* **Work to complete**:
Rewrite only the lines of the items below from the line containing "Where can you find the striped" through the line containing "point(759, 494)", keeping every line. Add 121 to both coordinates of each marked answer point, and leave the sample points in the instructions unchanged.

* **Provided data**:
═══
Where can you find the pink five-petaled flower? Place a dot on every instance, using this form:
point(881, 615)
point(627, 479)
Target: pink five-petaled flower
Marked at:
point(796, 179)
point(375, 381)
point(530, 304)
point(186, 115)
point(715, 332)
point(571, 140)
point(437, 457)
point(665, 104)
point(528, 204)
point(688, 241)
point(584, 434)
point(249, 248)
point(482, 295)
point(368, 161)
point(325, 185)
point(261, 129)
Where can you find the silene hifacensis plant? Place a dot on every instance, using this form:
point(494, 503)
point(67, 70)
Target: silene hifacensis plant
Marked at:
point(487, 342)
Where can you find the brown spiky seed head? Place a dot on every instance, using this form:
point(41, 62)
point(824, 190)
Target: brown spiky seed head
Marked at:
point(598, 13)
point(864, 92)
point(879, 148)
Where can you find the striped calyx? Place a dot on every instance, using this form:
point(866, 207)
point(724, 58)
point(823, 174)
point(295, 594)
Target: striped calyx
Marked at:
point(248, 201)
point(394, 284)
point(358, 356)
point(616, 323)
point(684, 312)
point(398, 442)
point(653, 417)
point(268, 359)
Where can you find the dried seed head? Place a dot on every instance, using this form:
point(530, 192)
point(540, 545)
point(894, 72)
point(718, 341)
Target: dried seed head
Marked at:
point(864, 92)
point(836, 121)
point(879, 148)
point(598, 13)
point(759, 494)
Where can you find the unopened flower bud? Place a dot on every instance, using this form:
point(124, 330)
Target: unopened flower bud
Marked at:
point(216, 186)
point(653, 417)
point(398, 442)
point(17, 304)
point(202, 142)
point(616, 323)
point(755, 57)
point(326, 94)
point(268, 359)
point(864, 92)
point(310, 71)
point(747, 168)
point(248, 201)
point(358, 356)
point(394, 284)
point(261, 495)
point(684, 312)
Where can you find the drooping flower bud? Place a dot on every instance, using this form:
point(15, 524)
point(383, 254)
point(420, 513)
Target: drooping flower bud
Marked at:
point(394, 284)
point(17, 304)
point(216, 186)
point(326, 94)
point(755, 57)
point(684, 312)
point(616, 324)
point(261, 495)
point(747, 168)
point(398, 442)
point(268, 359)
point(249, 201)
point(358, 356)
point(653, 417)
═══
* **Result**:
Where can you find the striped calyx? Place a dot on every instance, using this form:
point(866, 207)
point(724, 58)
point(823, 174)
point(295, 594)
Target: striped calyx
Marked at:
point(369, 322)
point(515, 405)
point(479, 477)
point(737, 444)
point(805, 433)
point(519, 563)
point(774, 538)
point(389, 480)
Where can you find the dried seed head? Place a dot on every instance, using this form:
point(530, 192)
point(540, 545)
point(894, 72)
point(718, 341)
Target: dried seed head
Marked at:
point(985, 213)
point(957, 242)
point(1000, 269)
point(719, 134)
point(880, 615)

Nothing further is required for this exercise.